Stored entries:
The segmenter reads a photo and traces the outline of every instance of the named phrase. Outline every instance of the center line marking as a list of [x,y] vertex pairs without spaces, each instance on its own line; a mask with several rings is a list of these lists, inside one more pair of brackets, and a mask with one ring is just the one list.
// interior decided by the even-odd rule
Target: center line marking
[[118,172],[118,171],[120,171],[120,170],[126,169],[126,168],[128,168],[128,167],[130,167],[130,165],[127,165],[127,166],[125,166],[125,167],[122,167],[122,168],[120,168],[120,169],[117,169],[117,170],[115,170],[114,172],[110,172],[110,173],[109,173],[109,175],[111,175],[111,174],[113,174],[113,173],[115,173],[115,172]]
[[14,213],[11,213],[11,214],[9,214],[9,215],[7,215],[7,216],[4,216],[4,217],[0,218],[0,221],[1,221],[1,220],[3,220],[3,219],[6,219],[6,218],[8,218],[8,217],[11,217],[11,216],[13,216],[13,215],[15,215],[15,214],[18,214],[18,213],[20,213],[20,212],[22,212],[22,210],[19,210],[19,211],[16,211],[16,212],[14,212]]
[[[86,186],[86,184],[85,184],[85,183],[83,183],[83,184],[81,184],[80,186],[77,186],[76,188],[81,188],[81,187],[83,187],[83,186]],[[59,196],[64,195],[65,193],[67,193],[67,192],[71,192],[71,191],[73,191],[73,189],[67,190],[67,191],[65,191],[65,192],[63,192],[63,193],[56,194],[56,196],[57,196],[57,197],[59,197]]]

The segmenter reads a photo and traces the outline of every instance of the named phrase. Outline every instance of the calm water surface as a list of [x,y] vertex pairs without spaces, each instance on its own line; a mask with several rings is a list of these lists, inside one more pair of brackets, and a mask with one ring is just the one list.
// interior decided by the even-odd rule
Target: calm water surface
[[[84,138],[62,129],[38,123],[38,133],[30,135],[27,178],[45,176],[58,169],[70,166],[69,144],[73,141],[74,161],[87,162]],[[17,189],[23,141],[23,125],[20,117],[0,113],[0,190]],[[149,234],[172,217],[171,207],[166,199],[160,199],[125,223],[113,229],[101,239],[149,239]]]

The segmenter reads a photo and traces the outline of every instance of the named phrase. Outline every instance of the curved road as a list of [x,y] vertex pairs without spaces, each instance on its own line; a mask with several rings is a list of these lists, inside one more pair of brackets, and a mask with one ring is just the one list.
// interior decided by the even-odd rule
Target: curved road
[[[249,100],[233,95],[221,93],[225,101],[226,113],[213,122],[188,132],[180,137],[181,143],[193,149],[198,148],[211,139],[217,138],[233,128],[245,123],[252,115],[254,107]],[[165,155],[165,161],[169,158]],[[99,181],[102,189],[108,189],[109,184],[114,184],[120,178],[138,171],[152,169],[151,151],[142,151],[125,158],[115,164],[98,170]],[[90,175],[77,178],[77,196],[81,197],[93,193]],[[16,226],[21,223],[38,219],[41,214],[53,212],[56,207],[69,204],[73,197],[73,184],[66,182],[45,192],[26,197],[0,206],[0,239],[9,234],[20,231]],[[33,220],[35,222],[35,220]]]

REQUIRED TASK:
Starting at the line that contains "of the curved" and stopping after the line that contains "Target: curved road", rewrite those lines with "segmenter" changed to "labeling tool" and nothing else altered. Return only those lines.

REPLY TO THE TASK:
The labeling tool reads a photo and traces the outline of every instance of the named phrase. Outline every instance of the curved road as a list of [x,y] vertex pairs without spaces, each instance on its own line; a mask with several rings is a list of these lists, inside one more pair of brackets, and a mask with one ring is just the one list.
// interior decided by the even-odd rule
Target: curved road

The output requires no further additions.